> Задание
Воспроизведите без изменений фрагмент интервью с Юрием Мамлеевым начиная со слов «Рисовал всяких монстриков.» и до слов «лишь невинным прикрытием...» включительно.

TRUD-ARCHIVE.RU Информационный архив газеты «ТРУД»

Выход из пещеры стремится найти известный писатель юрий мамлеев в своем последнем романе

Юрия МАМЛЕЕВА можно, видимо, назвать "философствующим
писателем". В 60-е годы был известным в "самиздате" автором,
лидером так называемых "сексуальных мистиков". Потом покинул
страну, опубликовал за рубежом несколько книг Одним из первых
вернулся в Россию. Интерес к его творчеству не снизился, а,
скорее, наоборот - том "Избранного", изданного в 1993 году,
разошелся быстро. Скоро в издательстве "Лимбус-Пресс" выйдет его
новый роман "Блуждающее время". А недавно "АСТ" и "Вагриус"
выпустили двухтомник Мамлеева - "Черное зеркало" и "Бунт луны". С
этих книжек мы и начали наш разговор.
- Ну, двухтомник это довольно условный. Каждая книга
самостоятельна. "Черное зеркало" - это рассказы конца века,
главный цикл в нем так и называется: "Конец века". А в "Бунт
луны" вошли ранние рассказы. В России они были напечатаны лишь в
"Избранном" в 1993 году. Центральный цикл книги - "Южинский", по
имени переулка, где я родился, где жил...
- И где собирались ваши "сексуальные мистики"?
- "Сексуальные мистики" - это, скорее, хохма. Был тогда среди
нас замечательный художник, Владимир Ковенацкий. Сюрреалист.
Рисовал всяких монстриков. Он и выдумал газету с названием
"Сексуальные мистики". Мы ее вывешивали в коридоре. Со всякими
рисунками: гробы, девицы вылетают из гробов и так далее... А
напротив жил милиционер, который постоянно возмущался: "Юра,
почему у тебя висят картины с голыми бабами?!" Но газета была
лишь невинным прикрытием...
- Чего же?
- Тех встреч, которые там происходили. У нас появлялись и
диссиденты, тот же Владимир Буковский. А это посерьезней любых
девиц. Хотя в основном, конечно, собирались писатели и художники,
представители "неофициального" искусства - Рабин, Сапгир, Холин,
Зверев. Они и были моими читателями. С моими рассказами, кстати,
при советской власти творился полный абсурд. С одной стороны, их
нельзя было печатать, с другой - в них не было ничего
антисоветского. А после скандала с Синявским к неофициальным
писателям вообще относились довольно осторожно. Приходилось
оглядываться на Запад. Так что "Южинский" цикл - не социальная
сатира. Это сатира на тот космос, в котором мы находились и
находимся. Ведь абсурдна сама жизнь на Земле... Мучения,
страдания, неизвестность. Непрерывные войны, а в ХХ веке еще и
запрещение и обесценивание религий... Словом, сплошная насмешка
неба над Землей.
- Любую сатиру на любой космос власть всегда принимает на свой
счет...
- Да, хотя абсурд постоянен. Вот об этом-то и написано в
"Бунте луны".

> Исходные данные
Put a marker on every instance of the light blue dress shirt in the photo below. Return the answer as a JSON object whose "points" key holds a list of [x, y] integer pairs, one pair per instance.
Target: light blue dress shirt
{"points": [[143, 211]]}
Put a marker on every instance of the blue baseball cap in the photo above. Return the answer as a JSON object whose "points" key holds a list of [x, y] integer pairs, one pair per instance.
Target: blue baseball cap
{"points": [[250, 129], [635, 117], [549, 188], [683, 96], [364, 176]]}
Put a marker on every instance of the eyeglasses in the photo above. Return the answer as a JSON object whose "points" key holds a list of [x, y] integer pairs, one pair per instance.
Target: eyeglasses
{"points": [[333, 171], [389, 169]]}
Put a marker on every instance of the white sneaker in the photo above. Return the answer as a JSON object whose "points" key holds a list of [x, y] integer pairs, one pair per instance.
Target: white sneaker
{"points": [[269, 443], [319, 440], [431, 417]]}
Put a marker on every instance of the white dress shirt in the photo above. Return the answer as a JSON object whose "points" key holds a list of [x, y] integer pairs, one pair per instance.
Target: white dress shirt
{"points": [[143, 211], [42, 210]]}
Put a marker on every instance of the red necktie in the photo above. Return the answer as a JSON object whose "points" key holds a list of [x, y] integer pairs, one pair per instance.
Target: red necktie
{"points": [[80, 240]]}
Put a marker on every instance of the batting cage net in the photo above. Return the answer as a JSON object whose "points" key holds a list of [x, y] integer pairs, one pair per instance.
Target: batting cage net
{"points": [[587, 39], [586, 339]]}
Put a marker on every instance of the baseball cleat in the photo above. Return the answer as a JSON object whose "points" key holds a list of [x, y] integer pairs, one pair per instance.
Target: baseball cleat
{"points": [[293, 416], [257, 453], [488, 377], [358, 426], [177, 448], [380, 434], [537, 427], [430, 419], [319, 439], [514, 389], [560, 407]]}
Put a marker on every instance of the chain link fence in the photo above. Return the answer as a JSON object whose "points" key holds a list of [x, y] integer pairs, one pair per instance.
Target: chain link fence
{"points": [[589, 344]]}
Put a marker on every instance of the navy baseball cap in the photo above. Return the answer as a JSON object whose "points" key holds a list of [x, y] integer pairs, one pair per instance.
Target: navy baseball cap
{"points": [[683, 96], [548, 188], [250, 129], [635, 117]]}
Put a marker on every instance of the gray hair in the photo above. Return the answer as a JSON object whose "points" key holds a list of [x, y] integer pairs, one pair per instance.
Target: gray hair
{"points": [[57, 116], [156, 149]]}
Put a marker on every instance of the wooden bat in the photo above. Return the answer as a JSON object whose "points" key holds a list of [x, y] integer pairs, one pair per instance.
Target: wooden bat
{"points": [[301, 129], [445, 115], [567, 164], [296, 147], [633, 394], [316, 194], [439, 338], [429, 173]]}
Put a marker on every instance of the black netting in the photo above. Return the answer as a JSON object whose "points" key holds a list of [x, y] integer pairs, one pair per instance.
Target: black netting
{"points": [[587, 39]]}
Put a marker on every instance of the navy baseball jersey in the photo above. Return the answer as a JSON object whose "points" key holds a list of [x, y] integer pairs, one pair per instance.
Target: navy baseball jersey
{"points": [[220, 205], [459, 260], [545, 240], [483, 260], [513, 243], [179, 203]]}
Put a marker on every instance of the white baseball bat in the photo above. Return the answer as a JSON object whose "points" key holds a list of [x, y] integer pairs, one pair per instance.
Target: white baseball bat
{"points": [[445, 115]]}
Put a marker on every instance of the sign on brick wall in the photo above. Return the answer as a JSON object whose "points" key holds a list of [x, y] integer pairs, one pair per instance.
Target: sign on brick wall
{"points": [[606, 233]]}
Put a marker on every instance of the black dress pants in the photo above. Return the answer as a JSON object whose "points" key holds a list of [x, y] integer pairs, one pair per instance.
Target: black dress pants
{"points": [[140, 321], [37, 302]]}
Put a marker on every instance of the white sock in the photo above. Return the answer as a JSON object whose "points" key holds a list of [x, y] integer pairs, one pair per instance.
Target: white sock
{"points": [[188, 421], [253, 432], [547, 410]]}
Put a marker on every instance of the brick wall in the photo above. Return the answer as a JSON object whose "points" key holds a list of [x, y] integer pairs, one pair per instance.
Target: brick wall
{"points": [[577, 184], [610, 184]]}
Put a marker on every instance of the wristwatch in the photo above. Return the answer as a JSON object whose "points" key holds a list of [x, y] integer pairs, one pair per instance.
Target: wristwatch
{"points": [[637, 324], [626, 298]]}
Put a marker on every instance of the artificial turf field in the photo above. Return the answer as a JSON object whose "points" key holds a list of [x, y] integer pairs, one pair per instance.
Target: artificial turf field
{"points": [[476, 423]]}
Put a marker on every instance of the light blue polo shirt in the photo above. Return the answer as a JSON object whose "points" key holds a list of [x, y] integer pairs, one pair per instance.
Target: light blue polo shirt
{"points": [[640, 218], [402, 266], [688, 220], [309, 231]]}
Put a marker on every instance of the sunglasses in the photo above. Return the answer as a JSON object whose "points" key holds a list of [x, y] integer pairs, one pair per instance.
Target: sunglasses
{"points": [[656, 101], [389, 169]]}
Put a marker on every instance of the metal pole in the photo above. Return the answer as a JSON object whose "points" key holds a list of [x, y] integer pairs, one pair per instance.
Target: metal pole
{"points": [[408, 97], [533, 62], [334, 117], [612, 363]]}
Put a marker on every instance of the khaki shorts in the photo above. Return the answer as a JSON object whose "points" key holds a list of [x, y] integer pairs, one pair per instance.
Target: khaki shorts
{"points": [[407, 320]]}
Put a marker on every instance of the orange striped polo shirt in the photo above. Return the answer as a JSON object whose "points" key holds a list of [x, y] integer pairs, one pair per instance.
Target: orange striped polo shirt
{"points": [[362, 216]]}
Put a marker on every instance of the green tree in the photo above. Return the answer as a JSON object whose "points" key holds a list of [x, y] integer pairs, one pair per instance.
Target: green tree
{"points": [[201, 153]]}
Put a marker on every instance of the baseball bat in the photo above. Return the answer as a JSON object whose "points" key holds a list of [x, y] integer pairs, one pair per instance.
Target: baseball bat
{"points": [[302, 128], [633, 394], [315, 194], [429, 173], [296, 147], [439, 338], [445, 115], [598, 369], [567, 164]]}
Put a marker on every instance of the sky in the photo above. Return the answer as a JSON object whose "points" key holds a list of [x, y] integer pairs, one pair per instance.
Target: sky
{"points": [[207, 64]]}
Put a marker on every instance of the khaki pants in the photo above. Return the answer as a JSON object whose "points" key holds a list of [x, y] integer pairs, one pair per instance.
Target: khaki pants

> Ответ на задание
Рисовал всяких монстриков. Он и выдумал газету с названием
"Сексуальные мистики". Мы ее вывешивали в коридоре. Со всякими
рисунками: гробы, девицы вылетают из гробов и так далее... А
напротив жил милиционер, который постоянно возмущался: "Юра,
почему у тебя висят картины с голыми бабами?!" Но газета была
лишь невинным прикрытием...